Stored entries:
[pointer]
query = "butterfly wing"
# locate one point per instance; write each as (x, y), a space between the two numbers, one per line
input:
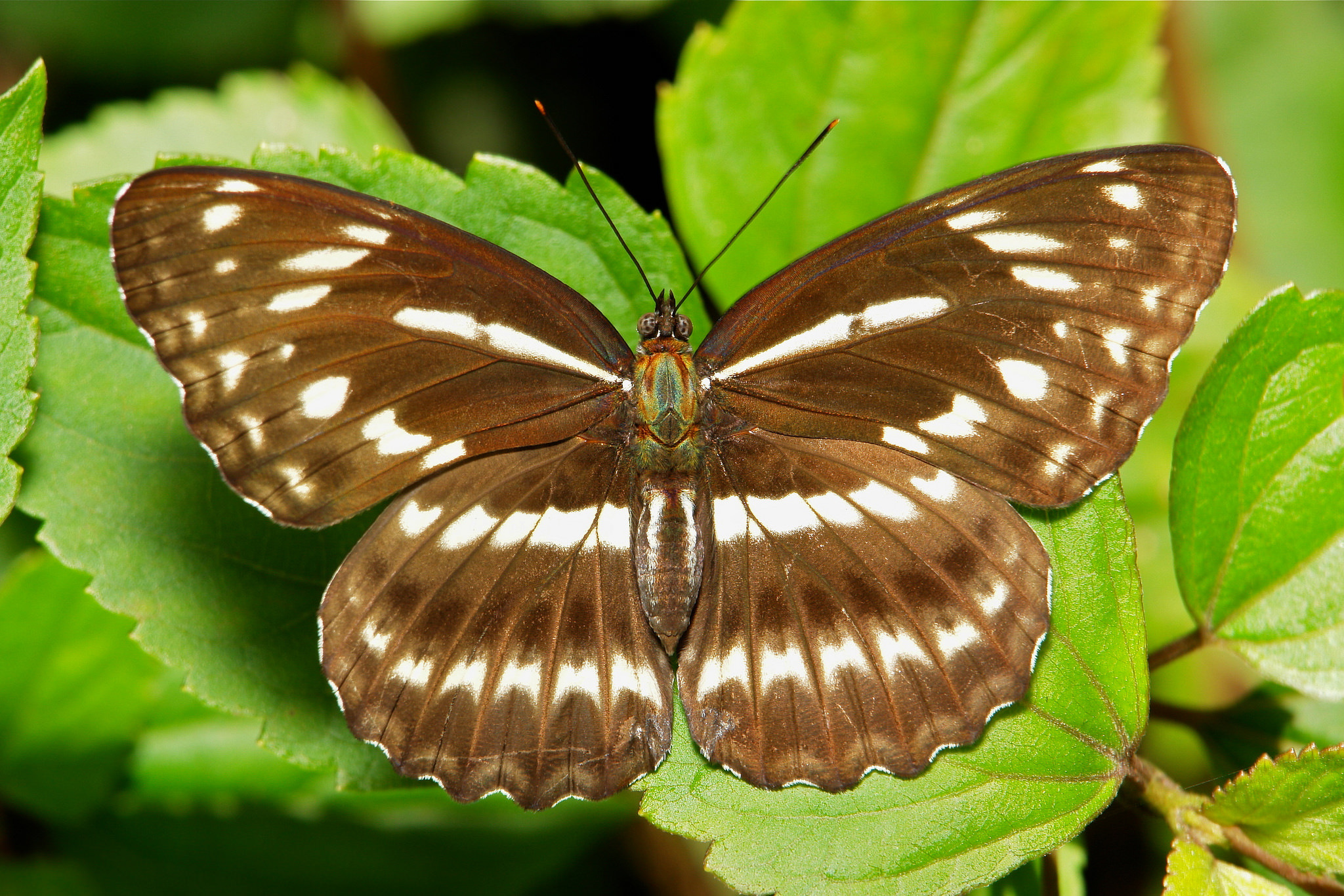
(486, 632)
(864, 609)
(1015, 331)
(333, 348)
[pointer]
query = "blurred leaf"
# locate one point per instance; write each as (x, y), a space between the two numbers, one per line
(1292, 805)
(1040, 774)
(305, 108)
(74, 691)
(1268, 78)
(20, 192)
(929, 94)
(1257, 523)
(131, 497)
(262, 852)
(1192, 871)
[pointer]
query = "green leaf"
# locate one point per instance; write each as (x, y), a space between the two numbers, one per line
(1257, 523)
(1292, 805)
(1192, 871)
(305, 108)
(74, 691)
(929, 94)
(1040, 774)
(20, 191)
(129, 497)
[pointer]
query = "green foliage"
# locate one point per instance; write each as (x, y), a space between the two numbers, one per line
(929, 94)
(74, 691)
(1293, 806)
(20, 184)
(1192, 871)
(1043, 769)
(305, 109)
(1257, 523)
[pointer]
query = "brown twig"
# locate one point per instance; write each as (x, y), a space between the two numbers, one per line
(1185, 815)
(1177, 649)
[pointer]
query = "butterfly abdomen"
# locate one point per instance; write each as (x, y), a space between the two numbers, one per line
(669, 500)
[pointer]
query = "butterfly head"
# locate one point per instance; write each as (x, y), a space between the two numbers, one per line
(664, 321)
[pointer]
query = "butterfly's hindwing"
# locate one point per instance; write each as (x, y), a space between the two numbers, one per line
(863, 610)
(333, 348)
(487, 632)
(1015, 331)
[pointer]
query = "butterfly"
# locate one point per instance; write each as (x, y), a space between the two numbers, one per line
(809, 512)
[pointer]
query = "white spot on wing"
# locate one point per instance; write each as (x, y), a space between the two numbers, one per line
(292, 300)
(583, 679)
(718, 670)
(1018, 241)
(940, 488)
(965, 220)
(957, 422)
(233, 186)
(391, 438)
(373, 638)
(1124, 195)
(465, 675)
(613, 528)
(444, 455)
(904, 439)
(564, 529)
(1055, 281)
(730, 519)
(366, 234)
(465, 529)
(1106, 167)
(956, 640)
(520, 678)
(324, 398)
(786, 664)
(841, 329)
(1116, 343)
(414, 519)
(782, 516)
(897, 648)
(847, 655)
(414, 672)
(883, 501)
(232, 366)
(219, 216)
(1024, 379)
(500, 339)
(324, 260)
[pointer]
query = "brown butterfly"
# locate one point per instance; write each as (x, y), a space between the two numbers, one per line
(809, 511)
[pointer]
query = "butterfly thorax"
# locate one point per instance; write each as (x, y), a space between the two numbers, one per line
(671, 521)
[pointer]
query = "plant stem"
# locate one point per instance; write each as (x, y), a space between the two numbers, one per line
(1177, 649)
(1185, 815)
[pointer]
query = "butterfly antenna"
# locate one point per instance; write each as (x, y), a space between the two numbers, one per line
(793, 169)
(593, 193)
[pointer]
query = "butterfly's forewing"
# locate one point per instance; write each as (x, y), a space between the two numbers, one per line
(1015, 331)
(487, 633)
(333, 348)
(863, 610)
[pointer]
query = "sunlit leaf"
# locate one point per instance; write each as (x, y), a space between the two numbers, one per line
(1257, 519)
(1192, 871)
(1292, 805)
(20, 191)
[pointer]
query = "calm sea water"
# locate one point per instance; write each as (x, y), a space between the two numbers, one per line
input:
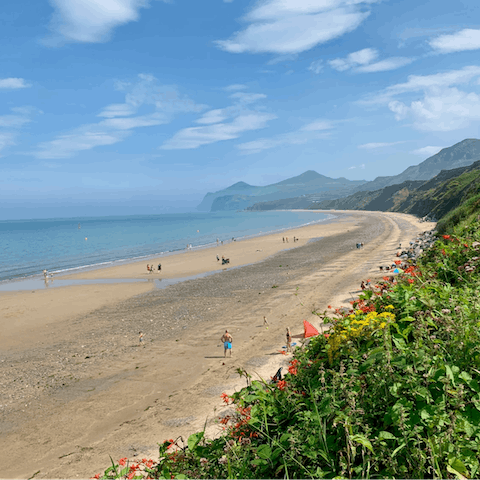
(58, 245)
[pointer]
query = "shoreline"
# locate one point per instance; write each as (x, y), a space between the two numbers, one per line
(109, 396)
(126, 261)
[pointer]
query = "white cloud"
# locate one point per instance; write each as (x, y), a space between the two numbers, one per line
(145, 94)
(467, 39)
(439, 104)
(371, 146)
(7, 139)
(245, 98)
(294, 26)
(385, 65)
(362, 61)
(213, 116)
(316, 66)
(92, 21)
(361, 57)
(235, 87)
(117, 110)
(195, 137)
(426, 151)
(441, 109)
(318, 125)
(13, 83)
(313, 130)
(353, 167)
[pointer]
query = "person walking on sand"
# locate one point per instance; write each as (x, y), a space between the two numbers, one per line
(227, 343)
(289, 340)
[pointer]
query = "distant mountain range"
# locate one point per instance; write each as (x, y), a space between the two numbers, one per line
(242, 195)
(370, 194)
(433, 198)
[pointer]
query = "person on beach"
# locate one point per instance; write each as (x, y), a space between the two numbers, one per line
(227, 343)
(289, 340)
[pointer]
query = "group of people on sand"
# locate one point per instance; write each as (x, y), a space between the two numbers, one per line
(151, 268)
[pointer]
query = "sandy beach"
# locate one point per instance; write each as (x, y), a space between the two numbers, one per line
(78, 386)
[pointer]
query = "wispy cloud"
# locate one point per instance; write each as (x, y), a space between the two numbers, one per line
(120, 119)
(235, 87)
(13, 83)
(426, 151)
(91, 21)
(195, 137)
(353, 167)
(294, 26)
(467, 39)
(363, 61)
(316, 66)
(11, 124)
(242, 116)
(372, 146)
(314, 130)
(443, 107)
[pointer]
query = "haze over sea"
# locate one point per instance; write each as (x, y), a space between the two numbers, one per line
(60, 245)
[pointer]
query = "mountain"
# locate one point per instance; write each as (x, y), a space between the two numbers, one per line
(434, 198)
(459, 155)
(242, 195)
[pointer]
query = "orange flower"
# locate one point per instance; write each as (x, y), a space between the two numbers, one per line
(282, 384)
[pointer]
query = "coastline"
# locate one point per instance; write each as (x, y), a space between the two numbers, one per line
(122, 399)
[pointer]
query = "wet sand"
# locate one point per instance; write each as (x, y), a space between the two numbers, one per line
(88, 389)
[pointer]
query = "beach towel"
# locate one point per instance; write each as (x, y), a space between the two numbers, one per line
(309, 330)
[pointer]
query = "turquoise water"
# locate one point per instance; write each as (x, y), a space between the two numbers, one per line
(61, 245)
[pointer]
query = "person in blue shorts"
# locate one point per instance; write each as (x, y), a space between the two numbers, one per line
(227, 343)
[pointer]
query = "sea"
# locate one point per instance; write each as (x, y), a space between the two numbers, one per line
(67, 245)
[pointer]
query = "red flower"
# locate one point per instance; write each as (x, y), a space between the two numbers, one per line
(282, 384)
(225, 398)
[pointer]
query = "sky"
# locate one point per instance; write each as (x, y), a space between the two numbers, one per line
(111, 107)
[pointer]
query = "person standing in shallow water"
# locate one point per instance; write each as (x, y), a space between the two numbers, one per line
(289, 340)
(227, 343)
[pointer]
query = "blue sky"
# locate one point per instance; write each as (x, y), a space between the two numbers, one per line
(138, 106)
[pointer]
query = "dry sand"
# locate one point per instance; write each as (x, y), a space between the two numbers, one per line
(77, 386)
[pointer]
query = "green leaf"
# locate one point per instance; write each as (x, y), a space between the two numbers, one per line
(362, 440)
(264, 451)
(458, 468)
(383, 435)
(193, 440)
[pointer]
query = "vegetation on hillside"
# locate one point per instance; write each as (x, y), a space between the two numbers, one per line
(393, 392)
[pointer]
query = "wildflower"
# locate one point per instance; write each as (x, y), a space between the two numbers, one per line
(225, 398)
(282, 384)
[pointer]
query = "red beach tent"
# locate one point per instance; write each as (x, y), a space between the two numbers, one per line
(309, 330)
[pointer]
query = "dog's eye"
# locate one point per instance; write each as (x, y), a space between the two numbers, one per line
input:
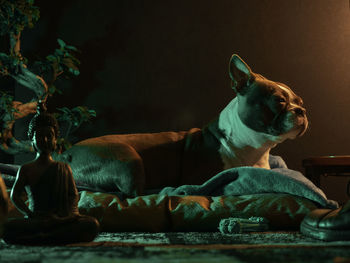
(281, 100)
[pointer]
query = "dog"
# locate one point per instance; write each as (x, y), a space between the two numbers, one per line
(263, 114)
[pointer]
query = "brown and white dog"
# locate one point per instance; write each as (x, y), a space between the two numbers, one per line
(263, 114)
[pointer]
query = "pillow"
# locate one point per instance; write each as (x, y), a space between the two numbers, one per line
(161, 213)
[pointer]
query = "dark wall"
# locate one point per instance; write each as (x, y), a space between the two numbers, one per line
(160, 65)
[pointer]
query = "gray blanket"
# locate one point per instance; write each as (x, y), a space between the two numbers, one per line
(235, 181)
(250, 180)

● **Job**
Pull out every line above that contains the string "mountain".

● **Final result**
query = "distant mountain range"
query = "mountain"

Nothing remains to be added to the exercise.